- INSTRUCTIONS TO FOLLOW -
Copy out the material below, switching "pixel corners" to "corner coordinates" wherever it occurs and leaving everything else unchanged. Omit the pictures.

====

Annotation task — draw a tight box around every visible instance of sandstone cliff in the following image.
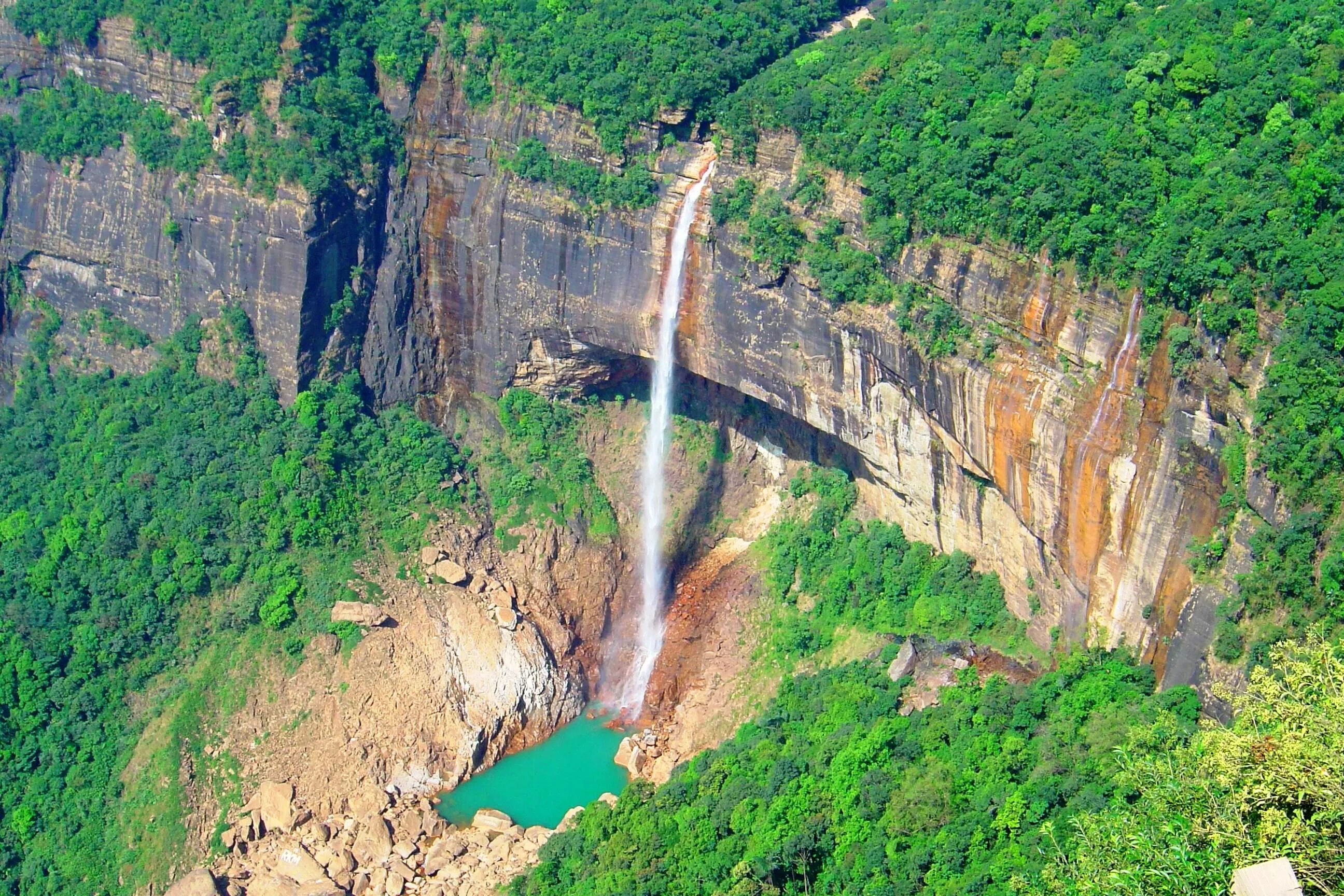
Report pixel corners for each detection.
[361,54,1226,655]
[0,28,1228,658]
[0,13,382,398]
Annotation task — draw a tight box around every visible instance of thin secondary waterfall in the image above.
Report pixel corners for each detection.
[621,161,713,716]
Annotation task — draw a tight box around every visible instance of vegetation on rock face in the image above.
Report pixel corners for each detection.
[447,0,852,153]
[1036,635,1344,896]
[483,388,617,551]
[8,0,433,193]
[717,0,1344,502]
[512,653,1199,896]
[766,469,1021,657]
[0,310,461,893]
[501,137,659,208]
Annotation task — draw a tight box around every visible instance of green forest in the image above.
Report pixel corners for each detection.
[511,639,1344,896]
[0,0,1344,896]
[0,309,464,893]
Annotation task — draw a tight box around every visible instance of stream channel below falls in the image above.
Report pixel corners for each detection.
[438,713,627,828]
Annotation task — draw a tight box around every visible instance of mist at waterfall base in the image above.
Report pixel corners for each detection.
[615,160,713,719]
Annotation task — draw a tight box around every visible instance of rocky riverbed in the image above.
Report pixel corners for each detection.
[166,782,615,896]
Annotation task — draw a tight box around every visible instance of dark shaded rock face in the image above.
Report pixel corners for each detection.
[0,23,1243,661]
[0,19,382,399]
[361,58,1227,660]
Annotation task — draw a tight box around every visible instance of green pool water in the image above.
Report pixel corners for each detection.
[438,716,627,828]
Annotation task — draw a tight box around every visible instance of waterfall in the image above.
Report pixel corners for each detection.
[621,160,713,716]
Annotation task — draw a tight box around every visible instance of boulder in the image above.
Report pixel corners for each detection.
[430,560,466,584]
[345,782,387,816]
[247,875,298,896]
[351,816,393,865]
[887,638,919,681]
[555,806,583,834]
[164,868,219,896]
[272,842,327,884]
[425,834,466,875]
[332,600,387,627]
[241,780,295,832]
[614,737,644,775]
[472,809,513,834]
[495,605,517,632]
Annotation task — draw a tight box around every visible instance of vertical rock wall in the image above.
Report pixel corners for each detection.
[0,13,382,400]
[363,58,1223,655]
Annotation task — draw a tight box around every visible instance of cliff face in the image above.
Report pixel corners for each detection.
[0,18,382,399]
[0,20,1228,660]
[363,59,1224,658]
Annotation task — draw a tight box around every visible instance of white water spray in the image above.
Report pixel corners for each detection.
[621,161,713,717]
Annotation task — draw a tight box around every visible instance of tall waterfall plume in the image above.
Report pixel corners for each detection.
[621,160,713,717]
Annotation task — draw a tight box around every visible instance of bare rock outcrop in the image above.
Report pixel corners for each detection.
[332,600,387,627]
[361,54,1228,660]
[215,572,585,822]
[164,868,219,896]
[208,791,562,896]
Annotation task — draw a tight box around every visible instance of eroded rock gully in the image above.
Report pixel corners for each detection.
[361,50,1228,666]
[0,18,1255,881]
[0,20,1236,654]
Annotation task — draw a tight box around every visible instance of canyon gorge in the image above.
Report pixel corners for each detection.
[0,10,1276,893]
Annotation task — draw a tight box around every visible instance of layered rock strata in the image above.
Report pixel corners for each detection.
[361,59,1226,654]
[0,16,382,399]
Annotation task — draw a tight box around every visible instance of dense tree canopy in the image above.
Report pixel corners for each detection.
[0,312,459,893]
[512,653,1197,896]
[717,0,1344,508]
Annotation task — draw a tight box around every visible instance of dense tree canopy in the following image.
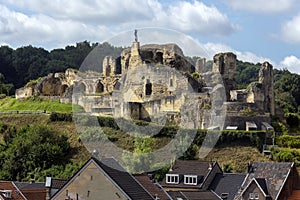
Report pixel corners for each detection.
[0,41,123,89]
[0,125,70,180]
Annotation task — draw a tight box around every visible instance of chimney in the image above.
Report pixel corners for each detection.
[208,162,212,170]
[221,193,228,200]
[247,162,253,174]
[93,149,99,158]
[45,177,51,200]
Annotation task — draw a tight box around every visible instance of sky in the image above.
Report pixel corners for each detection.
[0,0,300,74]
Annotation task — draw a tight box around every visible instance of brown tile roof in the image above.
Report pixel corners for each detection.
[288,190,300,200]
[14,181,46,190]
[168,160,214,176]
[168,191,219,200]
[134,174,170,200]
[21,189,46,200]
[14,182,46,200]
[92,158,154,200]
[161,160,218,189]
[0,181,26,200]
[209,173,246,200]
[242,162,294,199]
[51,178,68,189]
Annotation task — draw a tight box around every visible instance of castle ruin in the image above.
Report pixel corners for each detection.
[16,38,275,130]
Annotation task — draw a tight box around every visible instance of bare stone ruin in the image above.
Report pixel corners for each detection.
[16,35,275,130]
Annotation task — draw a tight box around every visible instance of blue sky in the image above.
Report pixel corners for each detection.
[0,0,300,73]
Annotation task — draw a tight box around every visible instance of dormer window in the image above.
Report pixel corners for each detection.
[184,175,198,185]
[166,174,179,184]
[249,193,259,200]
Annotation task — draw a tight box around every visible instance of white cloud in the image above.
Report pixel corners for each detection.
[281,13,300,43]
[0,5,111,48]
[280,55,300,74]
[203,43,275,64]
[165,1,237,35]
[0,0,236,48]
[223,0,296,14]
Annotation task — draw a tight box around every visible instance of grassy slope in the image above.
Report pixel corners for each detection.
[0,114,269,172]
[0,97,72,113]
[0,114,90,163]
[204,143,271,173]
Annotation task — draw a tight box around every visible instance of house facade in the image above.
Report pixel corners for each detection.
[51,158,154,200]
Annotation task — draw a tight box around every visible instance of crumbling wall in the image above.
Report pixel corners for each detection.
[213,52,236,101]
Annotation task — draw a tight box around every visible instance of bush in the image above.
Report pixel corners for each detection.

====

- ANSWER TO THE EXERCISE -
Annotation task — draw a tight box around every visible instance of sandstone cliff in the following image.
Report corner coordinates for each detection.
[361,54,1226,655]
[0,28,1228,658]
[0,13,382,398]
Annotation task — draw a tight box around every visible instance of thin secondary waterfall in the image above.
Report corner coordinates for each detection.
[621,161,713,716]
Annotation task — draw a tight box around every visible instance of vegetation on rock face in the image above.
Report corner coordinates for each detection.
[447,0,852,153]
[1036,635,1344,896]
[483,388,617,551]
[8,0,433,193]
[717,0,1344,502]
[512,653,1199,896]
[766,469,1021,657]
[0,310,461,893]
[501,137,659,208]
Annotation task — draw a tight box around every visible instance of green forest in the image above.
Report corner coordinates for each detection.
[511,639,1344,896]
[0,0,1344,896]
[0,309,464,893]
Annotation task — draw a tight box around every visible instance of stream channel below falls in the image above.
Report corner coordinates for each detection.
[438,713,627,828]
Annotation task — draw a tight box around every visible instance of mist at waterfall base in the image above.
Report corner coordinates for each detection.
[615,160,713,719]
Annotation task — draw a tight box around every visible instance of rocky riverbed in the image above.
Report corner coordinates for each detection.
[166,782,615,896]
Annotation task — draw a tight box around every visible instance of dark shaded rock face in the image above.
Report corner coordinates for each detection.
[0,23,1243,661]
[0,19,382,399]
[361,58,1227,660]
Annotation task — draw a tight box around every visible instance of green pool water in the image above.
Report corner coordinates for each detection.
[438,716,627,828]
Annotation task — draw a tight box around every visible instance of waterfall in the image above.
Report corner coordinates for each detection.
[621,160,713,716]
Annotation task — draw a tight box around every visible instance of boulder in the image above.
Report corner coordinates for each detection.
[430,560,466,584]
[345,782,387,816]
[247,875,298,896]
[351,816,393,865]
[887,638,919,681]
[555,806,583,834]
[164,868,219,896]
[272,842,327,884]
[425,834,466,875]
[332,600,387,627]
[241,780,295,832]
[614,737,644,775]
[472,809,513,834]
[495,605,517,632]
Annotation task — draw a tight box around every visible instance of vertical rock wall in the image above.
Report corner coordinates for each detection.
[0,13,382,400]
[363,58,1223,655]
Annotation task — draw a tight box around every visible instance of cliff face in the image above.
Report corner coordinates for each detection.
[0,18,382,399]
[0,20,1228,660]
[363,59,1224,658]
Annotation task — draw a tight box around every visible instance of white water spray in the image above.
Report corner coordinates for each detection.
[621,161,713,717]
Annotation task — draw a tight box around every visible instance of tall waterfall plume in the image above.
Report corner coordinates for each detection.
[621,160,713,717]
Annotation task — draw a tight box around every visible instance of bare rock outcrop in the image above.
Report corner coordinates for each detection.
[332,600,387,627]
[361,54,1228,660]
[215,572,585,822]
[164,868,219,896]
[208,791,562,896]
Annotation task — draw a tight box around every visible instance of eroded rock gully in the image above.
Report corner coordinates for each detection.
[361,50,1228,666]
[0,18,1255,881]
[0,20,1236,654]
Annotation task — draw a tight box around every visible instance of canyon gorge in the image above.
Report corner coordinates for each detection.
[0,10,1276,893]
Annotation task — draw a tight box around every visible instance of layered rock strata in the image above.
Report corner coordinates for each detection.
[361,59,1226,654]
[0,16,382,399]
Annotation task — draw a tight box around every visible instance of dense tree canopy in the image above.
Report corner coordinates for each detection.
[0,312,459,893]
[512,653,1197,896]
[717,0,1344,508]
Annotation task — draw a tight box around every visible instance of dense tree canopy in the following image.
Report corner coordinates for each detection.
[0,41,123,89]
[0,125,70,180]
Annotation task — draw a tight box around every visible instance of chimney in the image above.
Report corner coordinates for each detection.
[208,162,212,170]
[221,193,228,200]
[247,162,253,174]
[93,149,99,158]
[45,177,51,200]
Annotation task — draw a tight box around every visible instance of sky in the image above.
Report corner coordinates for each detection.
[0,0,300,74]
Annotation task — draw a tight box around every visible instance of brown tile roof in the image above.
Report corner coordinates for each detection.
[288,190,300,200]
[14,181,46,190]
[168,160,214,176]
[168,191,219,200]
[134,174,170,200]
[21,189,46,200]
[14,182,46,200]
[92,158,154,200]
[161,160,218,189]
[0,181,26,200]
[209,173,246,200]
[242,162,294,199]
[51,178,68,189]
Annotation task — draw a tight box around every visible instance of castle ruin in the image above.
Report corner coordinates for each detection.
[16,38,275,130]
Annotation task — draw a tight box around every visible instance of bare stone ruin in the image above.
Report corner coordinates for each detection.
[16,35,275,130]
Annotation task — draw a tight box around every visible instance of blue sky in the image above.
Report corner coordinates for each detection.
[0,0,300,73]
Annotation task — draw a tight box around every visible instance of dormer window in the image above.
Report corner coordinates for each detection.
[184,175,198,185]
[166,174,179,184]
[249,193,259,200]
Annotation task — draw a tight box around every visible instance of white cloud in the image above.
Report corner coordinates for each detection.
[281,13,300,43]
[0,5,111,48]
[280,55,300,74]
[203,43,275,64]
[165,1,237,35]
[0,0,236,48]
[223,0,296,14]
Annotation task — draw a tight box around every visible instance of grassy slope in the image above.
Report corner coordinates for each detection.
[0,114,269,172]
[0,97,72,113]
[0,114,90,163]
[204,143,271,173]
Annotation task — draw a tight box around every visible instance of house facade in the image above.
Report corner coordinates for each detection.
[51,158,154,200]
Annotation task — draw a tight box around every visible instance of crumbling wall in the image above.
Report corner coordinates for each detection.
[213,52,236,101]
Annotation task — draw a tight box around every visible instance of bush in the image above.
Report corner coordinates for each detection.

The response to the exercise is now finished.